Data records
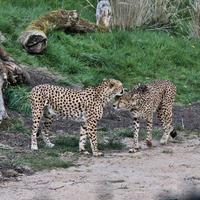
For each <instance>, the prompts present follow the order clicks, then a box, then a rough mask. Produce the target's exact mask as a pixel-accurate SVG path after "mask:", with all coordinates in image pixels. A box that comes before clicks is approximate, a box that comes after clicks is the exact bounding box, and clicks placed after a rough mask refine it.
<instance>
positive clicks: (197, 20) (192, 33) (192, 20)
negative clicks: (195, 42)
mask: <svg viewBox="0 0 200 200" xmlns="http://www.w3.org/2000/svg"><path fill="white" fill-rule="evenodd" d="M190 14H191V18H192V20H191V22H190V24H189V28H190V36H191V37H195V38H200V1H199V0H194V1H193V3H191V9H190Z"/></svg>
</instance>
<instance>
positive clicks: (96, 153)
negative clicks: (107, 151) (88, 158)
mask: <svg viewBox="0 0 200 200" xmlns="http://www.w3.org/2000/svg"><path fill="white" fill-rule="evenodd" d="M93 156H95V157H100V156H103V153H102V152H100V151H98V152H94V153H93Z"/></svg>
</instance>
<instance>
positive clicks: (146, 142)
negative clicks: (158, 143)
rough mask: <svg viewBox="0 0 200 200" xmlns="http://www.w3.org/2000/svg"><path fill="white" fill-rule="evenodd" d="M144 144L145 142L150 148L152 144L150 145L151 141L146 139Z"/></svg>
mask: <svg viewBox="0 0 200 200" xmlns="http://www.w3.org/2000/svg"><path fill="white" fill-rule="evenodd" d="M146 144H147V146H148V147H149V148H151V147H152V146H153V145H152V142H151V141H149V140H146Z"/></svg>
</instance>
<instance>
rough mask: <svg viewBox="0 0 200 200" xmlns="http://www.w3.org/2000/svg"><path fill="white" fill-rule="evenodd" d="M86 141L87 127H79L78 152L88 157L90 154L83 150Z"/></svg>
mask: <svg viewBox="0 0 200 200" xmlns="http://www.w3.org/2000/svg"><path fill="white" fill-rule="evenodd" d="M86 141H87V126H86V125H81V128H80V140H79V151H80V152H83V153H84V154H85V155H89V154H90V153H89V152H88V151H86V150H85V145H86Z"/></svg>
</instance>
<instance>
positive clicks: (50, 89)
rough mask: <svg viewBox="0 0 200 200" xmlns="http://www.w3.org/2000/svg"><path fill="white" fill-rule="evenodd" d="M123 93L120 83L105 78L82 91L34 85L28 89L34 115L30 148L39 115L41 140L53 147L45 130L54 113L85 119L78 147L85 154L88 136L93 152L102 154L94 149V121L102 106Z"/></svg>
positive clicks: (53, 114)
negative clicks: (86, 144)
mask: <svg viewBox="0 0 200 200" xmlns="http://www.w3.org/2000/svg"><path fill="white" fill-rule="evenodd" d="M122 94H123V87H122V83H121V82H120V81H117V80H114V79H109V80H104V81H103V82H102V83H101V84H100V85H98V86H96V87H89V88H87V89H85V90H73V89H69V88H64V87H59V86H53V85H48V84H45V85H39V86H36V87H34V88H33V89H32V91H31V106H32V117H33V127H32V138H31V149H32V150H37V149H38V145H37V138H36V135H37V132H38V128H39V124H40V121H41V118H42V117H44V129H43V130H42V131H41V132H42V136H43V140H44V142H45V143H46V145H47V146H49V147H53V146H54V144H52V143H51V142H50V140H49V133H48V130H49V127H50V125H51V124H52V122H53V115H55V114H56V115H60V116H67V117H69V118H72V119H76V120H79V121H82V122H84V125H81V128H80V141H79V150H80V151H81V152H84V153H88V152H86V151H85V144H86V139H87V136H88V137H89V139H90V143H91V149H92V152H93V155H94V156H100V155H102V153H101V152H99V151H98V148H97V138H96V126H97V122H98V121H99V120H100V119H101V118H102V115H103V108H104V107H105V105H106V104H107V103H108V102H109V101H110V100H111V99H112V98H114V97H115V96H116V95H122Z"/></svg>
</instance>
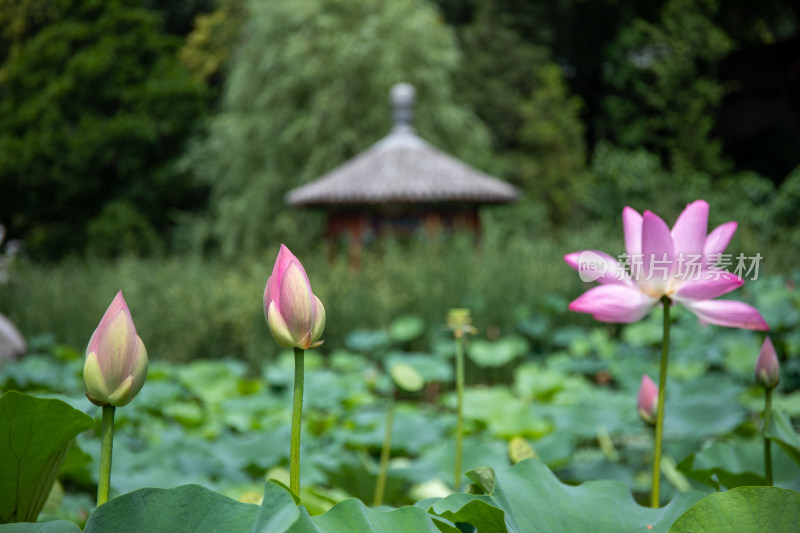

What to produce
Scan the entries above for the word "positive". Report the lines that hold it.

Solution to this task
positive clicks: (197, 20) (192, 33) (192, 20)
positive clicks: (96, 153)
positive clicks: (146, 142)
positive clicks: (50, 89)
positive clicks: (53, 114)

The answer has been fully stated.